- _Material shown_
┌────────

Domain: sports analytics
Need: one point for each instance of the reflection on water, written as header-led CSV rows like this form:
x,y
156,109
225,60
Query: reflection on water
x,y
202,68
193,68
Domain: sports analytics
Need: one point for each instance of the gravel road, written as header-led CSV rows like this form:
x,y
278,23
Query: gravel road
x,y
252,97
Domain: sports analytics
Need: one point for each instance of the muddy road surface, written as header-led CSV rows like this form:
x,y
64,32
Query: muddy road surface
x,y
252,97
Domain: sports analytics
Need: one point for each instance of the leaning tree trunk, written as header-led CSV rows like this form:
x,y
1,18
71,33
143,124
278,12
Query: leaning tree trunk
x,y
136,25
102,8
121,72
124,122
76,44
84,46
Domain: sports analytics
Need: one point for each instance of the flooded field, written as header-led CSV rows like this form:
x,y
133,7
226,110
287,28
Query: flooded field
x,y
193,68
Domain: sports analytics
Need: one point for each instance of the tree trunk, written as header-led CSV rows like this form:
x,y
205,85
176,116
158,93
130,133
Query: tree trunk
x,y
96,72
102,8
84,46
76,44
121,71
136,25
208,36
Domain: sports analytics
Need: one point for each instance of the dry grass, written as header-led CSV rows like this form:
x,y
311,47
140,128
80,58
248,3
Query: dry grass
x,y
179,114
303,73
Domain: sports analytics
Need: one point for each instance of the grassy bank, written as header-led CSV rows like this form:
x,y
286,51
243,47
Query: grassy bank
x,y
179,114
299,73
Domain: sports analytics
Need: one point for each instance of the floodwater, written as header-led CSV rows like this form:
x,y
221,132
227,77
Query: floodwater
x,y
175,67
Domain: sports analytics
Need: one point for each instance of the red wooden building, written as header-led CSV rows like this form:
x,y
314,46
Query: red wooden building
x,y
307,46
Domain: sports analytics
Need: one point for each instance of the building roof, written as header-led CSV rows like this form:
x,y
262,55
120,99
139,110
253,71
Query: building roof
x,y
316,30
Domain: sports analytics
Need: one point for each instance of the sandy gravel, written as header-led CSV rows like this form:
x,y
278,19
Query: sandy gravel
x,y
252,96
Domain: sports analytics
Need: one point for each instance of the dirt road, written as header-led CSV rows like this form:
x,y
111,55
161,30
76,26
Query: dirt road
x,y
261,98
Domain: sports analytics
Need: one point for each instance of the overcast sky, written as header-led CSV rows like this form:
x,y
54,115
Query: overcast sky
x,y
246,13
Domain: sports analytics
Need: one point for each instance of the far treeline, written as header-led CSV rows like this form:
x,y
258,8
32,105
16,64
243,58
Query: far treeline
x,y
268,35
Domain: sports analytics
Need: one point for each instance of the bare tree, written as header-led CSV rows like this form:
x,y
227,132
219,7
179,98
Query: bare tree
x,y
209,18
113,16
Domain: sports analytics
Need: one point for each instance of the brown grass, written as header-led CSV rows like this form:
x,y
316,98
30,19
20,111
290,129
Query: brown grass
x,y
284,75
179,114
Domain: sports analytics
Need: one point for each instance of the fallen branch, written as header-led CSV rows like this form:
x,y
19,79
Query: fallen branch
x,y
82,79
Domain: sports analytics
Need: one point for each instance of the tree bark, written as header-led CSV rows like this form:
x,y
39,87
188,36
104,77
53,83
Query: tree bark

└────────

- _Task to complete_
Extract each entry in full and write it down exactly.

- _Complete output_
Domain: sports analytics
Need: one point for each instance of the reflection on water, written as header-led CSV rows like this form:
x,y
156,109
225,60
Query: reflection on water
x,y
202,68
193,68
Domain: sports analytics
Need: one point for each instance of the gravel road, written as header-led CSV rows like this form:
x,y
278,23
Query: gravel road
x,y
252,97
Domain: sports analytics
Need: one point for each instance of the muddy road surface, written as header-led CSV rows like this form:
x,y
64,32
Query: muddy road surface
x,y
252,97
Domain: sports analytics
Need: one point for each instance of the leaning tree trunk, written as header-led CSV rows like this form:
x,y
1,18
71,33
143,124
278,12
Query: leaning tree trunk
x,y
136,25
102,8
121,72
124,122
76,44
84,46
Domain: sports analytics
Need: one point for each instance of the flooded field, written as header-led CSV rows like this form:
x,y
133,7
226,110
287,28
Query: flooded field
x,y
193,68
Domain: sports analytics
Need: one point for each instance of the tree trunk, written as header-led CSV rows like this form:
x,y
205,85
176,116
158,93
130,133
Query: tree trunk
x,y
96,72
102,8
84,46
76,44
121,71
136,25
208,36
Domain: sports analytics
Need: one point for each instance of the dry grass, written as header-led CSV rows like this form:
x,y
311,47
140,128
80,58
248,3
Query: dry grass
x,y
179,114
303,73
Domain: sports analytics
Need: one point for each instance of the grassy bank, written as header-led CSV rows like this form:
x,y
286,51
243,47
Query: grassy bank
x,y
179,114
299,73
Domain: sports analytics
Need: one point for each instance of the floodwater, written as header-led CSV rows like this form:
x,y
221,132
227,77
Query: floodwater
x,y
175,67
Domain: sports analytics
Need: one point for each instance of the red wooden building, written as header-led CSV rows like this form:
x,y
314,46
Query: red wooden building
x,y
307,46
Domain: sports analytics
Need: one point for each instance of the building roof, written as header-led CSV rows like this form:
x,y
262,55
120,99
139,110
253,71
Query: building roof
x,y
316,30
Domain: sports analytics
Need: one point for each instance of the sandy gravel, written as header-led CSV rows like this form:
x,y
278,19
Query: sandy gravel
x,y
252,96
Domain: sports analytics
Need: one point for each instance of the dirt road, written as header-led CSV rows like this form:
x,y
111,55
161,30
76,26
Query: dirt road
x,y
261,98
Domain: sports analytics
Need: one point for each instance of the overcast sky, written as header-led CSV rows like this form:
x,y
54,115
Query: overcast sky
x,y
246,13
Domain: sports analytics
Need: one point for each instance of the far treeline, written as header-led CSV rows like this form:
x,y
258,8
32,105
16,64
243,58
Query: far treeline
x,y
268,35
Domain: sports analytics
Need: one point for each instance of the bare tree, written as header-led CSV rows like this form:
x,y
227,132
219,7
179,98
Query: bare tree
x,y
209,18
113,16
Domain: sports analytics
Need: one point for each instance of the brown grass, written as header-led CSV rows like this form:
x,y
316,98
30,19
20,111
290,129
Query: brown grass
x,y
284,75
179,114
Domain: sports analytics
Need: one point for each instance of the fallen branch, written as header-led CSV rows like this form:
x,y
19,79
Query: fallen branch
x,y
82,79
Domain: sports analytics
Need: one point for each instance of the tree bark, written as header-led CSV rows like this form:
x,y
39,87
188,36
104,77
53,83
Query: tree bark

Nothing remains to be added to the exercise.